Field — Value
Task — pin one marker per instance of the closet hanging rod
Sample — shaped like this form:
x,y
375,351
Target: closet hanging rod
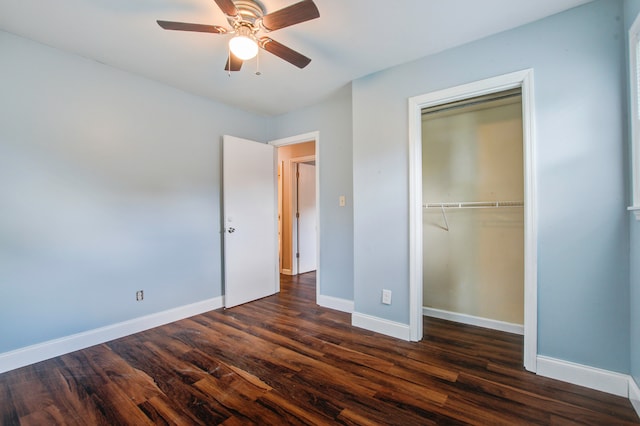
x,y
473,204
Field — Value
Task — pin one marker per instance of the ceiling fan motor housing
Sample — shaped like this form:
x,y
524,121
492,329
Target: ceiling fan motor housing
x,y
250,12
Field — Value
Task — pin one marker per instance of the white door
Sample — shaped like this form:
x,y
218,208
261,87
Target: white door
x,y
250,222
307,247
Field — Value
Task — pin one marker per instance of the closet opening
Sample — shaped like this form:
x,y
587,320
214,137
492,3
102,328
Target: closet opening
x,y
472,204
473,211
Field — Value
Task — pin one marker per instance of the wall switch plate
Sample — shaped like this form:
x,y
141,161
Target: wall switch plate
x,y
386,297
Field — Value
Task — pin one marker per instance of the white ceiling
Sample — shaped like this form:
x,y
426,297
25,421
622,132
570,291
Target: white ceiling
x,y
352,38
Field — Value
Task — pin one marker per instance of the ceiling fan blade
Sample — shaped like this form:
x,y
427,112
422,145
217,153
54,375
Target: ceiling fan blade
x,y
184,26
227,7
291,15
284,52
233,63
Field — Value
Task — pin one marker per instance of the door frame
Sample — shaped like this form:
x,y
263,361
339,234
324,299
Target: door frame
x,y
296,139
519,79
295,240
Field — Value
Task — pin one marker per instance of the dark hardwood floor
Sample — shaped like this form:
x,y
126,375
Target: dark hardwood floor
x,y
284,360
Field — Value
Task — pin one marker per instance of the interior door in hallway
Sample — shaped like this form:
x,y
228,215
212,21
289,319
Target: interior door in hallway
x,y
250,220
306,212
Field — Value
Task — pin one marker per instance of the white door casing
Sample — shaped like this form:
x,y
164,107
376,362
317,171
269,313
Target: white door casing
x,y
249,220
306,137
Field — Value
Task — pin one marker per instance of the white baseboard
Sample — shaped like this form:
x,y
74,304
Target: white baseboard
x,y
634,395
590,377
471,320
381,325
53,348
336,303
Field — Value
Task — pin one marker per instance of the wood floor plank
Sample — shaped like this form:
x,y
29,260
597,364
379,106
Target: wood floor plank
x,y
285,360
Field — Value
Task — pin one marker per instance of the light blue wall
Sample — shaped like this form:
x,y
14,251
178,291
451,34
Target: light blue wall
x,y
632,9
109,183
583,273
332,118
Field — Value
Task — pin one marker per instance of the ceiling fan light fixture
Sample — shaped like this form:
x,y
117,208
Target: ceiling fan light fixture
x,y
244,45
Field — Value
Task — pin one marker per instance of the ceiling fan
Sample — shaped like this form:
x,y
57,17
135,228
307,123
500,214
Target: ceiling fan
x,y
248,22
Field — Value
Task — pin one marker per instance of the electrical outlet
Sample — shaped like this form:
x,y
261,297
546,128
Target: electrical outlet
x,y
386,297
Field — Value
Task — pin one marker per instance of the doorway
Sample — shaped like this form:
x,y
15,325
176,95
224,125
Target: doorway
x,y
522,80
473,221
298,204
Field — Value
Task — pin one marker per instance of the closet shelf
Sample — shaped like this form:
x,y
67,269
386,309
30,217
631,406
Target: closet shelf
x,y
473,204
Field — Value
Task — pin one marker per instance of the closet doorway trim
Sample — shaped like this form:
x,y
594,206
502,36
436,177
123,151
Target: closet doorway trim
x,y
520,79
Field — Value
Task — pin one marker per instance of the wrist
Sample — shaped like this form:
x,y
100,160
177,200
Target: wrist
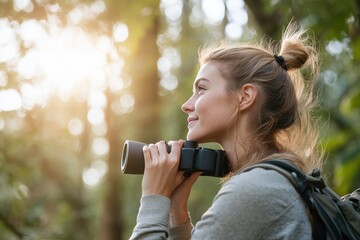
x,y
178,218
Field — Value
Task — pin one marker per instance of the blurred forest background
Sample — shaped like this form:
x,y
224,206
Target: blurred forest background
x,y
78,77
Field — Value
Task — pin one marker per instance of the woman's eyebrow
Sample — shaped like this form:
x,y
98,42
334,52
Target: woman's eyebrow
x,y
196,83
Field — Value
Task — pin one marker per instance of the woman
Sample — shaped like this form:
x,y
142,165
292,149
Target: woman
x,y
254,104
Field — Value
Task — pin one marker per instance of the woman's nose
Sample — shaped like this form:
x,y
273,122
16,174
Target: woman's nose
x,y
188,106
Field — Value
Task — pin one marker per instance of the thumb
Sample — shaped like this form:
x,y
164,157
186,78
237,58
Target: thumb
x,y
189,181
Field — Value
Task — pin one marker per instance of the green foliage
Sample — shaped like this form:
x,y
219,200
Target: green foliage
x,y
43,194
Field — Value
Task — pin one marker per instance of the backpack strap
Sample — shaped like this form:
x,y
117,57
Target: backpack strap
x,y
300,181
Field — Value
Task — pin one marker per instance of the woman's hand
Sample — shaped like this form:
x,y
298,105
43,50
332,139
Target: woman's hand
x,y
161,175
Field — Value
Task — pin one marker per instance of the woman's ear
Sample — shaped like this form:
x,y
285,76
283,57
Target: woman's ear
x,y
247,95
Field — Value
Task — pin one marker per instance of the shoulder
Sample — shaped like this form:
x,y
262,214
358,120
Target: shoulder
x,y
255,204
259,183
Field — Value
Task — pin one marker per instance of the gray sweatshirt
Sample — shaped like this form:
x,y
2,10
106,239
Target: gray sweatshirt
x,y
258,204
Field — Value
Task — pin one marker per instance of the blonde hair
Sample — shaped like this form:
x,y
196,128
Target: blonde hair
x,y
283,126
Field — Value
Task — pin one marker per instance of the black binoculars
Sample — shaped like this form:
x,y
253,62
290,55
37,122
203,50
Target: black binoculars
x,y
192,159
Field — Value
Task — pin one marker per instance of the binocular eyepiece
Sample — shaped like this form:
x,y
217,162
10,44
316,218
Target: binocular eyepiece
x,y
192,159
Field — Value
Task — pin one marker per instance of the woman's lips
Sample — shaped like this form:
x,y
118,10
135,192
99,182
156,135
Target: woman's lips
x,y
191,120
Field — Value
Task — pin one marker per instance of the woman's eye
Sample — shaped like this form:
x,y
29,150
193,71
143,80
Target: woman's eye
x,y
201,88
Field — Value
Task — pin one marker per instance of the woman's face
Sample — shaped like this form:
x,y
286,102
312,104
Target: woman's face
x,y
212,108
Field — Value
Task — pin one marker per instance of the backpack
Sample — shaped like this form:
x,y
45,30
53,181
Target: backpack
x,y
333,216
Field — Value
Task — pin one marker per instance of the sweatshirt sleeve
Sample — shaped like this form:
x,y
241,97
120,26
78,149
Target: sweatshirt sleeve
x,y
153,218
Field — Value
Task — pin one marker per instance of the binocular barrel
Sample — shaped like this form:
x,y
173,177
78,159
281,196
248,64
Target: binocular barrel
x,y
192,159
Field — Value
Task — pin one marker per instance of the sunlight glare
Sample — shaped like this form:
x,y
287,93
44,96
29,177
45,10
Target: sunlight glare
x,y
8,42
95,116
121,32
10,100
97,99
23,5
100,146
75,126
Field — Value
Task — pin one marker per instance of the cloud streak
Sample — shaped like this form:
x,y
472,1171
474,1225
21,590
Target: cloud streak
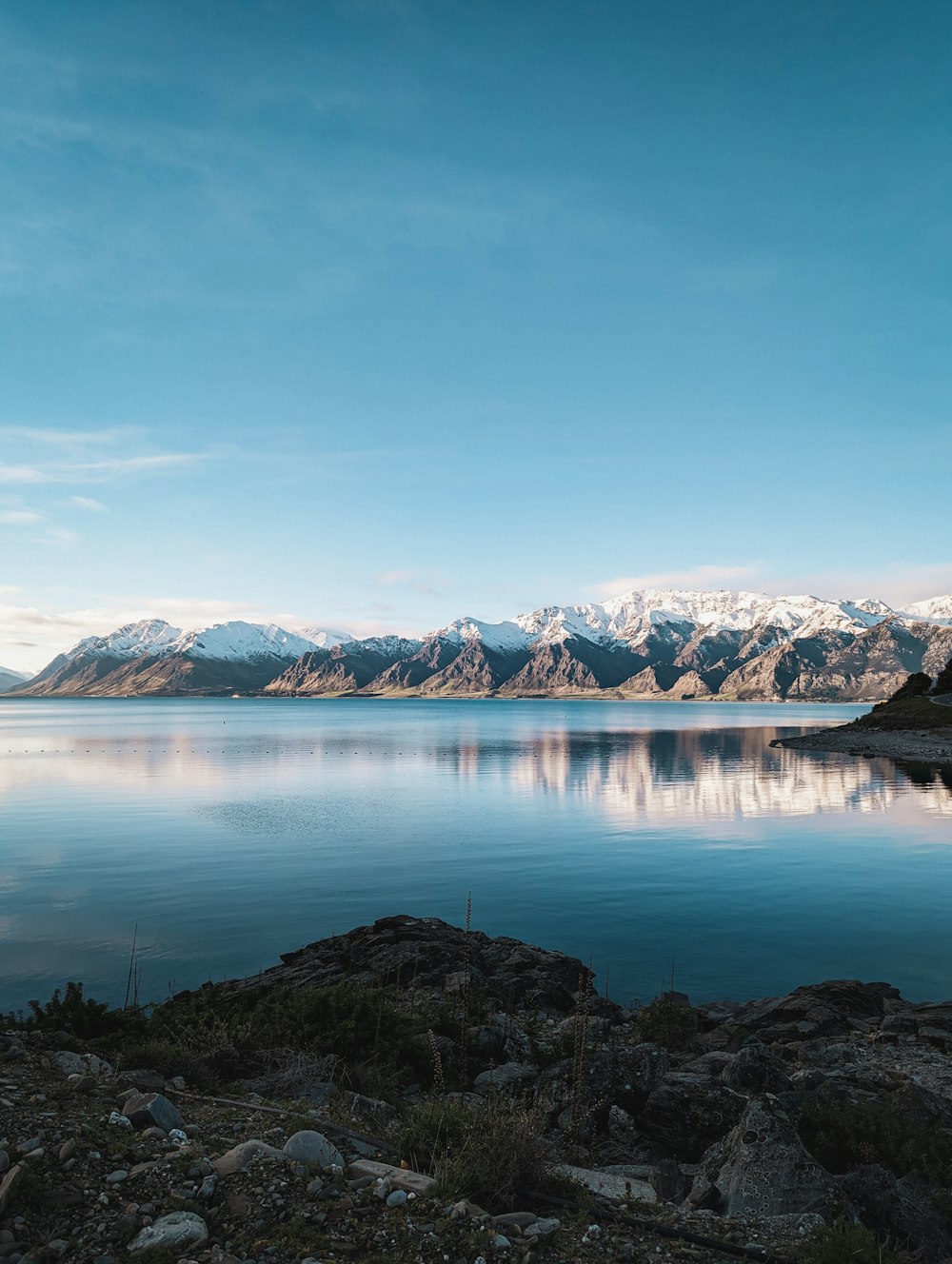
x,y
97,472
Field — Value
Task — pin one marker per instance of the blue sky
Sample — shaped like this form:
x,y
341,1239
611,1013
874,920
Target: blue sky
x,y
377,312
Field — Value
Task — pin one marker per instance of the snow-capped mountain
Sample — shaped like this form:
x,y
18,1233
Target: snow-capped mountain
x,y
238,641
647,642
936,609
130,641
325,639
10,679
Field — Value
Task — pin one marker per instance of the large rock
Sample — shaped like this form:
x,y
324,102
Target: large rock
x,y
177,1230
686,1114
400,1178
623,1077
901,1209
428,955
608,1185
238,1158
762,1168
836,1009
509,1077
152,1110
314,1149
755,1070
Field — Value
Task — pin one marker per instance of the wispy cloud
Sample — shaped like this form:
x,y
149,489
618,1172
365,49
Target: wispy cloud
x,y
96,472
412,579
57,538
19,517
694,578
77,438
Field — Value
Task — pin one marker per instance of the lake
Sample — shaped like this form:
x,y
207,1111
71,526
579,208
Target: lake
x,y
648,837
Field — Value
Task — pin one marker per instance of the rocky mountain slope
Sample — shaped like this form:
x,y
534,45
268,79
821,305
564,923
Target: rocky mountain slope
x,y
647,643
10,679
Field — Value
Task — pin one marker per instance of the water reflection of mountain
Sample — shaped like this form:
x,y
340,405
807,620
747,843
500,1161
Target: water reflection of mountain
x,y
717,775
634,775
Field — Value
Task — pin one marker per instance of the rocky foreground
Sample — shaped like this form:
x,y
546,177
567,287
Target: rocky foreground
x,y
667,1133
914,729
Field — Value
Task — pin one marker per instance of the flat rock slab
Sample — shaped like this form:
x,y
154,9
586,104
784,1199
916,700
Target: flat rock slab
x,y
609,1185
152,1110
401,1178
178,1229
314,1149
238,1158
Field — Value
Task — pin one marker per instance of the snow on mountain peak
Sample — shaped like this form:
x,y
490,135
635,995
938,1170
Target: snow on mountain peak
x,y
936,609
240,641
505,637
131,641
325,639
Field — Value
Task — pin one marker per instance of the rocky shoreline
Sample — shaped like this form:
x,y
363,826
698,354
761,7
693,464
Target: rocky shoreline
x,y
667,1133
913,746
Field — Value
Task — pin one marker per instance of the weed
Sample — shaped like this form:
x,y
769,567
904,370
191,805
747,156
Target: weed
x,y
669,1023
846,1243
489,1151
843,1136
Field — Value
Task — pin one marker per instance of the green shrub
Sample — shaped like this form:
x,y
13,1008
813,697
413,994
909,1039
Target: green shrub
x,y
667,1023
488,1151
844,1243
844,1136
77,1014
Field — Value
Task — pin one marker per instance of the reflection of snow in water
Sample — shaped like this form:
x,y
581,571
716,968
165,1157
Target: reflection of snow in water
x,y
674,777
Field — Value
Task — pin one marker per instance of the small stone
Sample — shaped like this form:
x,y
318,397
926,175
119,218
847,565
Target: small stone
x,y
238,1158
177,1230
314,1149
149,1110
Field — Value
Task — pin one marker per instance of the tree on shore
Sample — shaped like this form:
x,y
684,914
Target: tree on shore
x,y
943,681
917,685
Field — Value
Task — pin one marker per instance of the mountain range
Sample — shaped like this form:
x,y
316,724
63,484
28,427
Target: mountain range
x,y
646,643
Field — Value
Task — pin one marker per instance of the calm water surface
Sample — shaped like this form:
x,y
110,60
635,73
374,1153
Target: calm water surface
x,y
634,835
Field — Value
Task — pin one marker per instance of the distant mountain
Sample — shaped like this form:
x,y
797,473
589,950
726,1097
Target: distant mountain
x,y
646,643
154,658
10,679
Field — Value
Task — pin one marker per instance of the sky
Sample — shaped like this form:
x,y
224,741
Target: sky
x,y
373,314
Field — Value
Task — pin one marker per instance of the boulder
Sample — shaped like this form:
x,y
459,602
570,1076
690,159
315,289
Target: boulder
x,y
152,1110
898,1207
314,1149
427,955
400,1178
762,1167
755,1070
509,1077
688,1114
238,1158
835,1009
176,1232
608,1185
500,1039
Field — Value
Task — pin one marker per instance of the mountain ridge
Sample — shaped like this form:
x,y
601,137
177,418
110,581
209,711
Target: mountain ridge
x,y
645,643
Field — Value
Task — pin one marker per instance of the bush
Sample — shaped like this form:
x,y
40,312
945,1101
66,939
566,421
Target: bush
x,y
846,1243
667,1021
844,1136
77,1014
488,1151
943,681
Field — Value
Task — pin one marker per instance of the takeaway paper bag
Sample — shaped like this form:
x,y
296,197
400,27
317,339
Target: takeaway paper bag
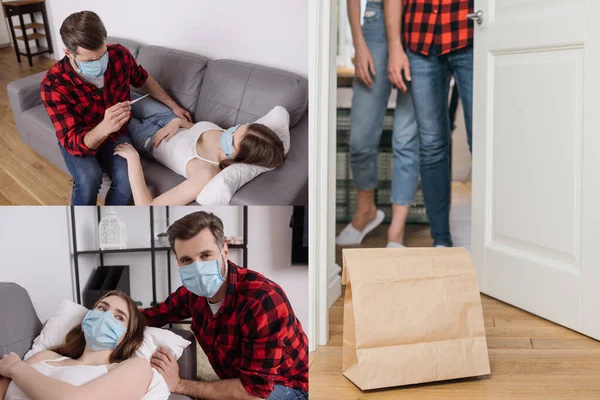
x,y
411,316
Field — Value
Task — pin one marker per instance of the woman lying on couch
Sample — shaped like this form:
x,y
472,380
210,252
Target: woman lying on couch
x,y
96,361
197,152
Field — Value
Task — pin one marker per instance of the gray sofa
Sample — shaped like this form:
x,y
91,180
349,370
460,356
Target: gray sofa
x,y
224,92
20,325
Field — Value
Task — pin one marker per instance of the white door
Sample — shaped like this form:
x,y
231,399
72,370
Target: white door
x,y
536,158
4,34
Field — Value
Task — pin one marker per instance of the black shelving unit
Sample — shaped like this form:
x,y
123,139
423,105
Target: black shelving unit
x,y
152,249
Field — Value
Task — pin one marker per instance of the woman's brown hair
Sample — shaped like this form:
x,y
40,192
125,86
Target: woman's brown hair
x,y
260,146
74,344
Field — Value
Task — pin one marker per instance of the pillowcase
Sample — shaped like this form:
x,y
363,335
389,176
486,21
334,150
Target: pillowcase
x,y
69,314
221,188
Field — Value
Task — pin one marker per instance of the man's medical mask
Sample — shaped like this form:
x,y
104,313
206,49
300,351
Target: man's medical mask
x,y
93,69
102,330
227,141
203,278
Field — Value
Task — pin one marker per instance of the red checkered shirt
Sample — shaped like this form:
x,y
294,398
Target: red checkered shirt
x,y
437,27
255,336
76,106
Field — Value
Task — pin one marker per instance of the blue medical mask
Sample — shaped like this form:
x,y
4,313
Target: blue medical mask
x,y
102,330
203,278
93,69
227,141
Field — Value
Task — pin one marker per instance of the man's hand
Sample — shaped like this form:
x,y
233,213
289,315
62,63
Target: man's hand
x,y
181,112
166,132
166,365
115,117
127,151
364,64
8,363
397,64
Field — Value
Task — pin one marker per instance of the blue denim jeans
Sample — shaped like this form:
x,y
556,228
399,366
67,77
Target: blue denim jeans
x,y
286,393
148,116
430,82
87,174
366,119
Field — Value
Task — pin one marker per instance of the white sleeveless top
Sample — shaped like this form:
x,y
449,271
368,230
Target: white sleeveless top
x,y
181,149
74,374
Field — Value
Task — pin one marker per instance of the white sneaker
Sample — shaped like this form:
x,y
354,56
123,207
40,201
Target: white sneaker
x,y
350,236
395,245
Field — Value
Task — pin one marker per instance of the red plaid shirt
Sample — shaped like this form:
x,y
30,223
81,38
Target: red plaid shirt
x,y
255,336
76,106
437,27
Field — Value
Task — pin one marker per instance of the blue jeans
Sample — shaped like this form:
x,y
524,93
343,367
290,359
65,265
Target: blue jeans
x,y
87,174
366,119
430,82
286,393
148,116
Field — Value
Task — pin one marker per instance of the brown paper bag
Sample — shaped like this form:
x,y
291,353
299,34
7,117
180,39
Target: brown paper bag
x,y
411,316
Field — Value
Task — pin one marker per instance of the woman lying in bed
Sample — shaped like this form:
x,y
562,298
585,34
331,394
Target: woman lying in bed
x,y
197,152
95,362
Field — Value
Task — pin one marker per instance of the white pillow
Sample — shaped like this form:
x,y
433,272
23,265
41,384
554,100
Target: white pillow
x,y
221,188
69,314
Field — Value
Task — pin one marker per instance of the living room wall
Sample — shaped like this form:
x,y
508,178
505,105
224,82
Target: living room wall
x,y
267,32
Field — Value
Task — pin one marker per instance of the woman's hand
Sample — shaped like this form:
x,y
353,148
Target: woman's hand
x,y
127,151
364,64
8,364
166,132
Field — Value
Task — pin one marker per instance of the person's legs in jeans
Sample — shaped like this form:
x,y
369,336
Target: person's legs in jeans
x,y
405,166
366,120
119,193
429,86
148,116
285,393
87,178
461,62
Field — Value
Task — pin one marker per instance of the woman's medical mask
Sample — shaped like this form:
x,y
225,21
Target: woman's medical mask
x,y
102,330
93,69
203,278
227,141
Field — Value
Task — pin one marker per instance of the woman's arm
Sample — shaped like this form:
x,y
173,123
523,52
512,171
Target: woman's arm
x,y
187,191
128,381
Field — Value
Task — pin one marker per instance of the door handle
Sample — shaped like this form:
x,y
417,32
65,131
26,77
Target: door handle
x,y
477,16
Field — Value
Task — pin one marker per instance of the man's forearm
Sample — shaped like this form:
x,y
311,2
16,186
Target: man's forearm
x,y
230,389
94,138
156,91
392,10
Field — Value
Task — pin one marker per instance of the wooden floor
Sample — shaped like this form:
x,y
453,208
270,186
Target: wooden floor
x,y
26,178
530,358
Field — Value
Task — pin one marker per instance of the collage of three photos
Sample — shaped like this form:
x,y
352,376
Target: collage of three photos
x,y
346,199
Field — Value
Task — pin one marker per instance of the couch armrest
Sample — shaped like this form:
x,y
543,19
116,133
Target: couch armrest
x,y
25,93
188,367
286,185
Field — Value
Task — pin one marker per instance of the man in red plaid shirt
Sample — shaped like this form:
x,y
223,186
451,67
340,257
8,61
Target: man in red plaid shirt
x,y
243,321
429,41
86,95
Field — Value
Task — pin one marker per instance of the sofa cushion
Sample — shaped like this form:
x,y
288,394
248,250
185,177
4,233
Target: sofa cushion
x,y
133,47
178,72
234,92
24,326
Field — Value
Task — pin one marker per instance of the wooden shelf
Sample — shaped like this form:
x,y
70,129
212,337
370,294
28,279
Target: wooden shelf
x,y
33,25
32,36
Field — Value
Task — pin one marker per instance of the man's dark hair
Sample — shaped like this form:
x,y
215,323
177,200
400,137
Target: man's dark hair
x,y
192,224
83,29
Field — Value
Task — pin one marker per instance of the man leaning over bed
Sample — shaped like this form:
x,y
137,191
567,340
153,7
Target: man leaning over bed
x,y
243,321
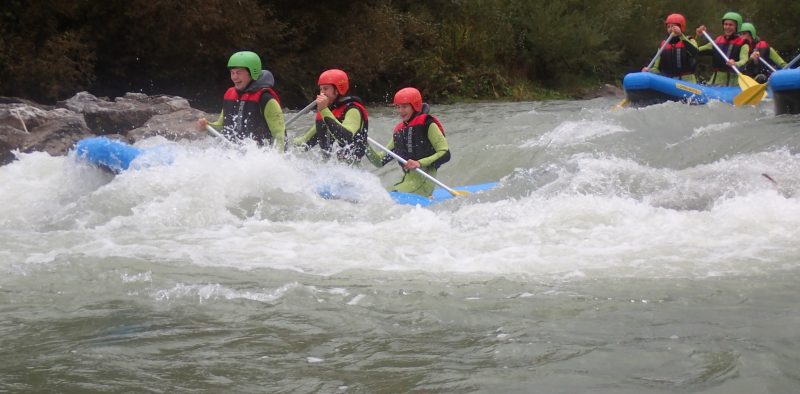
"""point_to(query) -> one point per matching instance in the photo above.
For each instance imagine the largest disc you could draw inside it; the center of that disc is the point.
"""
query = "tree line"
(450, 49)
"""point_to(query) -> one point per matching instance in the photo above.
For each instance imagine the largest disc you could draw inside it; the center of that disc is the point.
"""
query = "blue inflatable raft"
(785, 85)
(644, 89)
(111, 155)
(117, 156)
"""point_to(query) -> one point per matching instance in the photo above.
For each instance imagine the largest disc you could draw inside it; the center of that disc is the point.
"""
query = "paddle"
(753, 95)
(769, 66)
(301, 113)
(744, 81)
(423, 173)
(624, 101)
(791, 64)
(217, 134)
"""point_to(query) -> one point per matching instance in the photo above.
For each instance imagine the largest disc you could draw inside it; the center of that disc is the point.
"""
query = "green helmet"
(248, 60)
(748, 27)
(733, 16)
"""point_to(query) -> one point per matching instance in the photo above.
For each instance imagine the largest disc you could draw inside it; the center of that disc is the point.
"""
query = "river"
(630, 251)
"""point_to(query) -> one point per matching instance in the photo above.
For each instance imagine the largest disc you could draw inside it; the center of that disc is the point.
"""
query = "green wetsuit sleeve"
(744, 55)
(439, 144)
(345, 130)
(274, 117)
(776, 58)
(303, 139)
(217, 124)
(380, 158)
(691, 45)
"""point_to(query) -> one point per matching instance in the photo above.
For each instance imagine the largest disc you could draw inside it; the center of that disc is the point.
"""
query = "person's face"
(240, 77)
(328, 90)
(405, 111)
(729, 27)
(670, 26)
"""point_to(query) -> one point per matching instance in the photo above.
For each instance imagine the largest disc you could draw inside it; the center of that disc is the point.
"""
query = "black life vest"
(676, 60)
(411, 139)
(730, 46)
(350, 149)
(756, 67)
(244, 114)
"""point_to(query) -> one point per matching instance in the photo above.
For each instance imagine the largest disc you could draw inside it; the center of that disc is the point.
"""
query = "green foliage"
(450, 49)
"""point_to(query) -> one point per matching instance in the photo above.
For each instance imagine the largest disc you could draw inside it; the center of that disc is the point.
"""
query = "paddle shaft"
(404, 161)
(664, 45)
(720, 52)
(301, 113)
(217, 134)
(791, 64)
(767, 64)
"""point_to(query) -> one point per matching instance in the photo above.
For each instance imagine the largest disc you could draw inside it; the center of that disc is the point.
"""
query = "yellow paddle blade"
(750, 96)
(456, 193)
(746, 82)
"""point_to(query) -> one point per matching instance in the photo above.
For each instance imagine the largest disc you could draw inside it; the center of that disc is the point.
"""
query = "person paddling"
(419, 139)
(250, 108)
(732, 44)
(342, 122)
(759, 49)
(678, 59)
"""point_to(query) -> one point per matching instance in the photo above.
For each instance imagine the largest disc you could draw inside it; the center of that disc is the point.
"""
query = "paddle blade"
(750, 96)
(746, 82)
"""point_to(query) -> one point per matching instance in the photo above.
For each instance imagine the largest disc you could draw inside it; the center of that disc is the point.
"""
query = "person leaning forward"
(342, 121)
(678, 60)
(250, 108)
(732, 44)
(419, 139)
(759, 49)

- _Task brief_:
Taking the entries above, write out exactly each line from the one holding "Target: door frame" to the one holding "Task — pin one marker per instance of the closet shelf", both included, and stop there.

- _Answer to the problem_:
Target: door frame
x,y
296,139
519,79
295,240
Field — Value
Task — pin one marker per instance of the dark hardwood floor
Sample — shaped like this form:
x,y
126,375
Target: dark hardwood floor
x,y
284,360
Field — Value
Task — pin one marker per instance of the interior door in hallway
Sample — shaped like this form:
x,y
228,215
212,21
289,319
Target: interior door in hallway
x,y
250,220
306,212
Field — Value
Task — pin one marker per instance of the white door casing
Sample — shaped like this form:
x,y
164,107
376,362
317,171
269,313
Target: white door casing
x,y
249,220
306,137
Field — Value
Task — pin one marker per instance of the white baseboard
Sample — shaped like this form:
x,y
74,304
Target: white baseboard
x,y
634,395
590,377
471,320
381,325
53,348
336,303
Field — Value
Task — pin one marker per instance of the wood floor plank
Sample — shaped like this form:
x,y
29,260
597,364
379,106
Target: wood floor plank
x,y
285,360
Field — Value
Task — pin one marker per instance of the light blue wall
Sample — shaped like this form:
x,y
14,251
178,291
451,34
Target: light blue wall
x,y
632,9
109,183
583,273
332,118
Field — Value
Task — pin one marker per instance of the ceiling fan light fixture
Sample — shaped like this form:
x,y
117,208
Target: ceiling fan light fixture
x,y
244,45
Field — Value
Task — pin one marker per instance of the ceiling fan
Sample — shaped like this form:
x,y
57,17
135,228
307,123
500,214
Target: ceiling fan
x,y
248,22
Field — Value
Task — pin one marker per instance of the electrical outlet
Sample — shaped like this form:
x,y
261,297
546,128
Target: electrical outlet
x,y
386,297
Field — Value
Task — pin one marker per instance of the doorway
Sample — shaped like this form:
x,y
15,325
176,95
224,125
Target: doorway
x,y
522,80
473,221
298,204
Field — Value
Task — pin one marker per instance of the closet shelf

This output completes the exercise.